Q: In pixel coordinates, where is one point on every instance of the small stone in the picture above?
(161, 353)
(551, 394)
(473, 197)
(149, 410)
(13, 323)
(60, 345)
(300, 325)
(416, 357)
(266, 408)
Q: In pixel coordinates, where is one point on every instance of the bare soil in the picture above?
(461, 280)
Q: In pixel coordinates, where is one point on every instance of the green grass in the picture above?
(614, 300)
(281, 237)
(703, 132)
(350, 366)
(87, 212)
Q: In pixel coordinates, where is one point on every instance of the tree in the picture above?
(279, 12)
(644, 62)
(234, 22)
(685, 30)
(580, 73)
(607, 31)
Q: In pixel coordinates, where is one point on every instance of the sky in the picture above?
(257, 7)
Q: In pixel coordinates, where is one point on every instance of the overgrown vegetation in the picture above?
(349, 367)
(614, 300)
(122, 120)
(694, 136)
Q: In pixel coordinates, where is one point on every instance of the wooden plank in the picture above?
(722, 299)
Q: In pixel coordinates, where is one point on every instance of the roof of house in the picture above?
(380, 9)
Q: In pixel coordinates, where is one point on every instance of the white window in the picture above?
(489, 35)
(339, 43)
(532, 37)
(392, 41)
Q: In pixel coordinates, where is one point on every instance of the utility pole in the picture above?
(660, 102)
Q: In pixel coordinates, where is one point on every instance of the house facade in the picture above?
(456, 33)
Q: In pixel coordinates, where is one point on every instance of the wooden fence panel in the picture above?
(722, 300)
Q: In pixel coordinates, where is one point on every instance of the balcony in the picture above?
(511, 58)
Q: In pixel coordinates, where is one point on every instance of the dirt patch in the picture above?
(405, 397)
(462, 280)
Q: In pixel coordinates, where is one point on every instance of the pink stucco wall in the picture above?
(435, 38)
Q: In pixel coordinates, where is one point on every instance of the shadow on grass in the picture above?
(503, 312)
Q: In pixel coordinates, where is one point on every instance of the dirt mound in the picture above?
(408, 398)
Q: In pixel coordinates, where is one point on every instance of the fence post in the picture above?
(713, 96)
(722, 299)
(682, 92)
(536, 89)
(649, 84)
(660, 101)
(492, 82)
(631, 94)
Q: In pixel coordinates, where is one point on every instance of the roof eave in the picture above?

* JOB
Repeat the entries shown above, every one, word for word.

* FINAL RESULT
Q: In pixel coordinates, where is one point on every instance of the small stone in the picture above?
(161, 353)
(551, 394)
(473, 197)
(149, 410)
(13, 323)
(60, 345)
(300, 325)
(416, 357)
(266, 408)
Q: In pixel coordinates, where is one point on every instance of the bare soil in the picture above?
(461, 280)
Q: In pixel coordinates, where is one point on every instance of the green grass in the picture above?
(614, 300)
(281, 237)
(703, 132)
(350, 366)
(87, 212)
Q: In pixel coordinates, where is one point on every instance of the tree in the picture above?
(279, 12)
(644, 62)
(234, 22)
(685, 30)
(580, 73)
(607, 31)
Q: In pixel coordinates, where is one point on every instance of the sky in the picture above?
(257, 7)
Q: In pixel coordinates, where is one point on every instance of the overgrown vegetation in the picture above?
(349, 367)
(614, 300)
(122, 120)
(694, 136)
Q: In pixel coordinates, where is one point on every instance of the wooden plank in the picture above?
(722, 299)
Q: In pixel coordinates, where is one point on every instance of the roof of house in the picture above?
(380, 9)
Q: In pixel coordinates, where is one point on every instance of the white window in the picture above?
(489, 35)
(339, 43)
(532, 37)
(392, 41)
Q: In pixel coordinates, where is one point on every instance of the utility pole in the picture above?
(660, 102)
Q: In pixel coordinates, where is one point on every instance of the house facade in the picture above?
(456, 33)
Q: In pixel coordinates, where is one point on every instance of the wooden fence panel in the picture above?
(722, 300)
Q: In pixel coordinates, where is one point on every instance of the balcony in the picture above?
(511, 58)
Q: In pixel coordinates, where is one point on every instance of the dirt patch in the picture above?
(405, 397)
(462, 280)
Q: In pixel coordinates, where is one point on every instance of the pink stucco wall in the picture above?
(435, 38)
Q: In pixel coordinates, where is one point on every instance of the shadow on grass in the picture above?
(503, 312)
Q: In pixel coordinates, where is one point on every instance of the dirt mound in the picture above?
(408, 398)
Q: In pixel coordinates, where is one point on every instance of the fence post in the picture above?
(713, 96)
(722, 299)
(682, 92)
(536, 89)
(649, 84)
(660, 101)
(492, 82)
(631, 94)
Q: In pixel coordinates, where is one point on every instance of the roof eave in the picture above?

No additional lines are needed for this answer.